_EXCERPT_:
---------------

I love sitting down and looking through my Instagram account. I love looking at snippets from people’s day. I like finding odd things and taking pictures of them to share. In case you haven’t guessed I’m a huge Instagram fan.
[Tweet “Before you rush to join Instagram ask yourself a few questions”]
Although I use it daily personally it is only recently that I’ve thought of using Instagram for business. A scroll through my feed shows I follow a lot of brands. I’ve even chosen restaurants as a result of what people share.
I’m not alone either. According to a report from Forrester Instagram users like seeing brand content. In fact a business will get 50% more engagement on their Instagram posts than their Facebook posts.
Before you rush to join Instagram ask yourself a few questions. A bit of research time will help you decide if Instagram is right for your business. Here’s a checklist of what to consider with some helpful tips to get going.
#1 Do your customers use Instagram?
You can have the prettiest, cleverest Instagram account in the world, play it right and you’ll even get lots of interaction. But if your customers don’t use Instagram you are wasting your time.
Here’s a few ways you can find out if people are using it.
Are local people using Instagram?
Do your customers live nearby? If so search local tags, are they used frequently? An active Instagram community should mean lots of tags.
Use Websta to find out how often a tags are used. For the example below I searched for my local town of Athy. The tag has been used 4,470 in the life of Instagram.
I also searched for ‘Kildare’, the county I live in. This time I got a far better result. The tag has been used 27,652 times and there are also a whole host of related hashtags.
But what about all those users who aren’t using a local hashtag? Instead of searching by tag you can search by location. Users will need to have their location settings enabled to appear in searches but it’s a good starting point.
Gramfeed is a cool tool for searching locally. I searched for Athy and found lots of local people who hadn’t appeared in my other searches. The results aren’t comprehensive. There’s no sign of my images taken in the local area but it gives you an idea of the size of the local audience.
When you get your search results you can filter them by ‘keyword’. This means you can find people using relevant hashtags in your area too.
You will also find Instagrams by location using the Instagram app. When you upload a photo you have the opportunity to ‘add a location’. Instagram takes location data both from foresquare and Facebook. If you have a Facebook page with a map enabled people can tag your own page.
To find people adding photos either at your business or nearby upload a photo and add your location to it. Once published click the place tag and you will see other photos tagged at that same location.
Are people using hashtags related to your business?
Using Instagram’s built in search look for hashtags related to your business. I did a search for ‘Business’ and discovered that the second most popular hashtag was #businesswoman, handy as I am one!
I also did a search for ‘foodie’ and found a whole host of exceptionally popular hashtags related to that search.
Spend some time investigating hashtags. If there is a high volume of tags related to your business it’s a good indicator that people on Instagram are interested in what you do.

---------------

_DATA EXCERPTS_:

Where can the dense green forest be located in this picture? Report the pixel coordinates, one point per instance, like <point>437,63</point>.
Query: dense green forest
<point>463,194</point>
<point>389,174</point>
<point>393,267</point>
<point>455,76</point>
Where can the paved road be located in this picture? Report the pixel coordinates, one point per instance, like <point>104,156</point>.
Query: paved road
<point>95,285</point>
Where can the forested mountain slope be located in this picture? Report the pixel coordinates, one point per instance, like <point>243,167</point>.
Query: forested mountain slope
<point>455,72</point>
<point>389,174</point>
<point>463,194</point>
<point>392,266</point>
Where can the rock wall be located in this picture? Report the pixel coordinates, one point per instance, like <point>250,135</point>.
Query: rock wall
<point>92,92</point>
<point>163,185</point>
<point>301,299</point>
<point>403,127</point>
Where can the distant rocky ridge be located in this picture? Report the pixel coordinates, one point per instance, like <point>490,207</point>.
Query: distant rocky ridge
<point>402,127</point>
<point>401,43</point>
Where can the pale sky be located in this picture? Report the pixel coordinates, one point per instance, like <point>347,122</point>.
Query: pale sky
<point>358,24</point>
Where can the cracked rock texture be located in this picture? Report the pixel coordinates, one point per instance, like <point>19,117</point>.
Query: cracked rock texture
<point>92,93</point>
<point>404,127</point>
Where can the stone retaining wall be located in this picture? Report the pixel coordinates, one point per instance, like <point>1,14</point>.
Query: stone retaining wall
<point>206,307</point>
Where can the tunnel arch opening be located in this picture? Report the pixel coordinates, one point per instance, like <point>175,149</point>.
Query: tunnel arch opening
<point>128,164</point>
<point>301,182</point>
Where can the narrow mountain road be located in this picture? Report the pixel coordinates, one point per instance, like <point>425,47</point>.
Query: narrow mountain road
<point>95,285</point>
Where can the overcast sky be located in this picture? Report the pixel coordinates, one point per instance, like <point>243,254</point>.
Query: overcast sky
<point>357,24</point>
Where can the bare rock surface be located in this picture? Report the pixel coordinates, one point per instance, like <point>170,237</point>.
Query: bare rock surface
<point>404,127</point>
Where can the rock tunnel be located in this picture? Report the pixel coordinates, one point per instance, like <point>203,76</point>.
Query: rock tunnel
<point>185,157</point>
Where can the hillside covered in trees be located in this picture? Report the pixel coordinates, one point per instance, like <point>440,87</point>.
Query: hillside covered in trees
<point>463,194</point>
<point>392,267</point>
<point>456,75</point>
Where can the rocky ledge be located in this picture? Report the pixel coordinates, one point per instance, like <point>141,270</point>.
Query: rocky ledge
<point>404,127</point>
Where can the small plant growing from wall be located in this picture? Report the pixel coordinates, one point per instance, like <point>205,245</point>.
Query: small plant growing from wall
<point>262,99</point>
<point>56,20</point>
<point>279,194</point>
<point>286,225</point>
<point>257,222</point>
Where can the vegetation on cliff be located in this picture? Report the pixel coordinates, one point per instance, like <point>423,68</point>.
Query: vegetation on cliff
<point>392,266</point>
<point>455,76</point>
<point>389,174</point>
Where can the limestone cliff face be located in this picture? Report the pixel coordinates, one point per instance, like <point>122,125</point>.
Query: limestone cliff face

---------------

_TASK INSTRUCTIONS_:
[a] Extract every line in the entries that contains the string "mountain", treating uppercase and lowercase as different.
[b] Carry on the post about using Instagram for business from its final sentence.
The entries are unrelated to the Instagram post.

_THE RESULTS_:
[a]
Where can the forested mountain slope be located in this picture? Report the pixel coordinates, one point per instance, like <point>243,167</point>.
Query: forested mountain slope
Where can the narrow mountain road be located in this picture? Report the pixel coordinates, one point per instance, like <point>425,47</point>.
Query: narrow mountain road

[b]
Let Instagram check your contacts
If you allow Instagram access to your phone contacts it will match them to Instagram users. If you have your customers saved as contacts you’ll be able to see how many of them use Instagram.
You can also let Instagram find Facebook friends who use the network. If you are friends with customers this is another way to find them.
#2 Do you have a visual business?
There are some businesses that are more visually pleasing than others. Food related businesses and tourism businesses should have a plethora of content at their fingerprints. Office based businesses will have less. Someone like me who works alone in an office with a computer has very little at their fingertips.
Before you plunge in to Instagram make sure you have a strong idea of the content you need to create.
If your stuck for ideas think of a theme that you can base your posts around.
Someone who does this really well is Pat Phelan of Trustev. He tells his story by sharing his cup of coffee moments.
Maybe it’s behind the scenes at your business, maybe it’s product photos taken in an interesting way. I love Warby Parkers account, who knew glasses could be so interesting?
#3 Do you have time?
This is one of the biggest stumbling blocks for any business using social media. If you are going to use Instagram you need to be dedicated. You have to have time to take or create strong images on a daily basis and you need time to find users, comment, like and perhaps regram photos too.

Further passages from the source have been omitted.